▶ Stored data:
________

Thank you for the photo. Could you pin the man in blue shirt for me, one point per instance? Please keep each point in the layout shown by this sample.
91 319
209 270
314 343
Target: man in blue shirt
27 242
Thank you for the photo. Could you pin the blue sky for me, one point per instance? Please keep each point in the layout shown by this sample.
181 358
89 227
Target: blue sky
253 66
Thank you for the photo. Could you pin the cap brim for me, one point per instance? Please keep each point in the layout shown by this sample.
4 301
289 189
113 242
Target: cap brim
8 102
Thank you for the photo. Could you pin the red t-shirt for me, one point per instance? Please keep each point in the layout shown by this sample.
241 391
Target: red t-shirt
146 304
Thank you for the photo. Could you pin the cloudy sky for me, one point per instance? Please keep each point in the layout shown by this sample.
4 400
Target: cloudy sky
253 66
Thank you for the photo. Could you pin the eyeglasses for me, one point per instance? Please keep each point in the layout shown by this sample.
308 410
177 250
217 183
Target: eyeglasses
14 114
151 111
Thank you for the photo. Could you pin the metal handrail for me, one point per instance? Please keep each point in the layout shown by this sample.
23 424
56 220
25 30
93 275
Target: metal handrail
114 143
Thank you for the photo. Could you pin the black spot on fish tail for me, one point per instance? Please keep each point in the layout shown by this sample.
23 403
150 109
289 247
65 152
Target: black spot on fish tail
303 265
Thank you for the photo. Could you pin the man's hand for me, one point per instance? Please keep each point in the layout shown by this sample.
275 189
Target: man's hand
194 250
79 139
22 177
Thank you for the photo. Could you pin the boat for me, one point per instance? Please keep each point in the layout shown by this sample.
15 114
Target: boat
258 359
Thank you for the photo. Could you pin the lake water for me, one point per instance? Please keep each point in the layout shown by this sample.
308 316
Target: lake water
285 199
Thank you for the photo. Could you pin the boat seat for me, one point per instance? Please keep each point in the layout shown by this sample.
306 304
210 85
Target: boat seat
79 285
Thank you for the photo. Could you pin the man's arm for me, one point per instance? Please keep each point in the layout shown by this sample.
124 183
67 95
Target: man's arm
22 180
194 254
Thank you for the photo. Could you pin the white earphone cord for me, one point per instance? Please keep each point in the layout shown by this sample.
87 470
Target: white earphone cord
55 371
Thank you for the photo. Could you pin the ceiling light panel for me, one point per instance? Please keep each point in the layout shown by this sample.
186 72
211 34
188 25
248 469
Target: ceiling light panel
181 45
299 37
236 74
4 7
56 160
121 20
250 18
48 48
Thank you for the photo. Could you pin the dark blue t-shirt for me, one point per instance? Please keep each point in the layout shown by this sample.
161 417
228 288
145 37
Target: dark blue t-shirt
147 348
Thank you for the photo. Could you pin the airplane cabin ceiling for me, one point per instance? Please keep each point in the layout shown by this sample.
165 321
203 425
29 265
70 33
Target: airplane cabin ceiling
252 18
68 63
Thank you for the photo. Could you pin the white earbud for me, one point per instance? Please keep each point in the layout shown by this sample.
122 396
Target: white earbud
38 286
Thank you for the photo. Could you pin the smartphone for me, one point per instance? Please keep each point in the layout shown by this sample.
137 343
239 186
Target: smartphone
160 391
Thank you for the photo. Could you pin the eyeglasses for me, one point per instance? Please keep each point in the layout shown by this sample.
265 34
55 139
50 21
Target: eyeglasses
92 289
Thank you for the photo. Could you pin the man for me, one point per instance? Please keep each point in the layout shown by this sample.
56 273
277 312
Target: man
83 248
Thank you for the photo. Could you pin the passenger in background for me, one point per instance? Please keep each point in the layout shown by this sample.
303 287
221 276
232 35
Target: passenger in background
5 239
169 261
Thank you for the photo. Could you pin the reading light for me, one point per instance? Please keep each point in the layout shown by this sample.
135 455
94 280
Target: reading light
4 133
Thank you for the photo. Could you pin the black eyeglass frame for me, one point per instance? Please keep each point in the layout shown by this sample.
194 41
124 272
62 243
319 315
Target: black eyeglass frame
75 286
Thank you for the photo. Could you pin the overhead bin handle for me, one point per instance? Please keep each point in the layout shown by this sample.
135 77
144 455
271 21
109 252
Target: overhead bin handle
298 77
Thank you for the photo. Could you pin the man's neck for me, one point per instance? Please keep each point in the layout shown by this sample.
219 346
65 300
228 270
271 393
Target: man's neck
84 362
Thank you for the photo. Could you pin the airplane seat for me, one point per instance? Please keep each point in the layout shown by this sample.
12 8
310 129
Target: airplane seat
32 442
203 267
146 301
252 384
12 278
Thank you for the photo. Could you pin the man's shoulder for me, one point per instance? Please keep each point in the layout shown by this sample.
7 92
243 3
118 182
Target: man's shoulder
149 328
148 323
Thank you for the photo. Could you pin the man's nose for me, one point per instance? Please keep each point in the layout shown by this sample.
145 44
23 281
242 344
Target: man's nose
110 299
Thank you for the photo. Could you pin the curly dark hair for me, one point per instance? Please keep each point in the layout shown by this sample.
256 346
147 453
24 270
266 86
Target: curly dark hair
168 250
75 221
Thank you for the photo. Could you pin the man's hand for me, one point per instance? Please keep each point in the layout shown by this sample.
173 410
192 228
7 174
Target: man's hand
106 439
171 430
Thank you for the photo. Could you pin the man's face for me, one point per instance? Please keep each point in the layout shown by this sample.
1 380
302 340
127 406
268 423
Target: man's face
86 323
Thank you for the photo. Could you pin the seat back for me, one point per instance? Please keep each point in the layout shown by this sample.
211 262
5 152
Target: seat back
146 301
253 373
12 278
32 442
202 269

________

▶ Short exercise: Copy only the stretch running from the line containing "Thank you for the photo. Could you pin the curly" to the final line of the entries, both ends included, exactly as it stands.

▶ Exercise answer:
Thank you for the photo. Could you pin the curly dark hair for me, one point per instance? Please keep each point in the layout shown by this sample.
256 346
147 453
24 270
266 86
Target: curly dark hair
168 250
75 221
Thank you for the photo. Could you pin the man's hand for me, one point per instance? Please keep each point in the layout shown by this sample.
173 410
192 228
7 174
Target: man's hand
106 439
171 430
Thank you for the photo. Could you pin the man's face for me, one point per instance? Please keep each point in the layout shown by this sample.
1 380
302 340
127 406
268 423
Target: man's face
86 323
Thank you for the photo. Could you pin the seat back for me, one point per instance? Please keep each point in the layout shown by this sample.
211 262
5 152
Target: seat back
146 301
253 373
12 278
32 442
202 269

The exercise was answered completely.